From http://media.sermonaudio.com/mediapdf/3210418427.pdf


----------



## Andres (Mar 31, 2014)

> A confessional church would practice both, when necessary. Credobaptism for new disciples never before in the church, and covenant baptism for the children of those coming into or already in covenant. What should _never_ happen is professing Christian parents refusing to submit their little ones for baptism.


----------



## Reformed Covenanter (Apr 1, 2014)

py3ak said:


> Reformed Covenanter said:
> 
> 
> > Just as a point of information, both Alan Cairns and Michael Barrett are paedobaptists (see Dr Cairns's Dictionary of Theological Terms).
> ...



Thanks for that reference, Ruben. It has been 12 years since I read the _Dictionary_, but his argument for paedobaptism must have been so convincing that I could not conceive how a Baptist could have written it. From what I remember, nearly all paedobaptists in the Free Ps would cite Dr Cairns as one of their own. It appears, however, that we were all mistaken.


----------



## Leslie (Apr 1, 2014)

It was done, so I understand, at the evangelical church in Addis. There were both paedobaptist and credobaptist pastors. If parents wanted their children baptised the paedobaptist pastor would run the service that time. Some of the pastors had problems with their supporting denominations giving them grief.


----------



## Cymro (Apr 1, 2014)

Over the years here in Wales,there has been the progressive exodus from the mainstream denominations
because of their defection from their original standards. I left 45yrs ago because of the deterioration that
was then taking place. As a result over these years there has been the establishing of independent evangelical
churches, which is foreign to our history, and as a convinced Presbyterian foreign to the biblical pattern.
My observation is that when this happens that you have a mixed congregation comprising of Baptists and
Presbyterians. There is then a tacit agreement that Baptism is a no go area. Consequently the Pastor has to 
walk a tightrope and there is very little teaching on the matter. But what does happen is that one opinion gets
a majority, then a division ensues. Because paedobaptism has not been taught over that period, Wales which was
mainly Paedobaptist has now become mainly Baptist. Now I state this not to denigrate the Baptists, but to show
that practically it does not work, and has become costly.


----------



## PhillipJLee (Apr 1, 2014)

• **What you have to do**
Carry on the forum thread about infant and believer's baptism from the point where it ends.

• **Stored rows**
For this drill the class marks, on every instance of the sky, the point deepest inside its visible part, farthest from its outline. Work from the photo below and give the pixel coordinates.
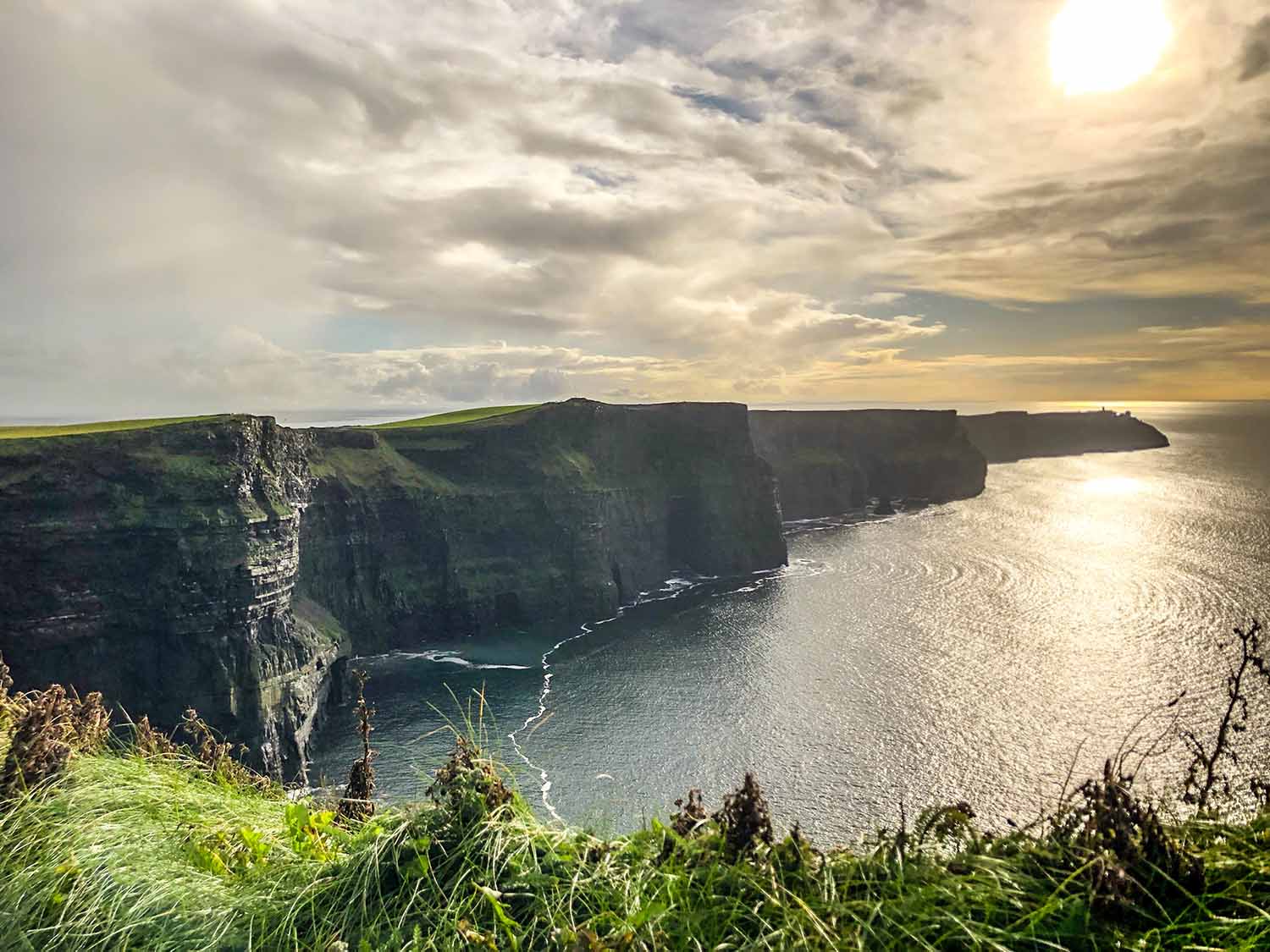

--

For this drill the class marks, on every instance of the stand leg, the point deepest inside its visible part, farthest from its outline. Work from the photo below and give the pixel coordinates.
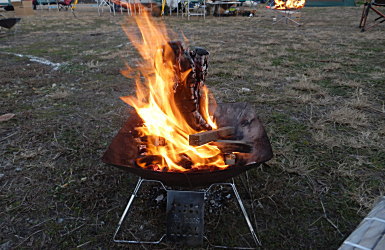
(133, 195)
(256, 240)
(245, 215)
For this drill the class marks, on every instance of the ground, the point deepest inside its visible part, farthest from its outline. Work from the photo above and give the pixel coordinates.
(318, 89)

• **Answer**
I cannot even begin to express how grateful I am for the wisdom shared here -- there is so much to think about and too many follow up questions but I want to sincerely thank each of you for taking the time to share your thoughts. Similarly, I really appreciate the shared empathy in the motive behind the original question: I do wish there was a way Baptists and Presbyterians can worship together weekly under one church and not just at a conference -- as this forum continuously reminds and teaches me, there is so much sharpening that happens in our theology when both study, strive, and serve together.

Please feel free to continue the discussion as I am greatly enjoying the variety of responses on various levels.


----------



## py3ak (Apr 1, 2014)

Reformed Covenanter said:


> Thanks for that reference, Ruben. It has been 12 years since I read the _Dictionary_, but his argument for paedobaptism must have been so convincing that I could not conceive how a Baptist could have written it. From what I remember, nearly all paedobaptists in the Free Ps would cite Dr Cairns as one of their own. It appears, however, that we were all mistaken.



No problem, Daniel. The American churches had far more opportunity for a long time to hear of Dr Cairns' views.


----------



## Scottish Lass (Apr 1, 2014)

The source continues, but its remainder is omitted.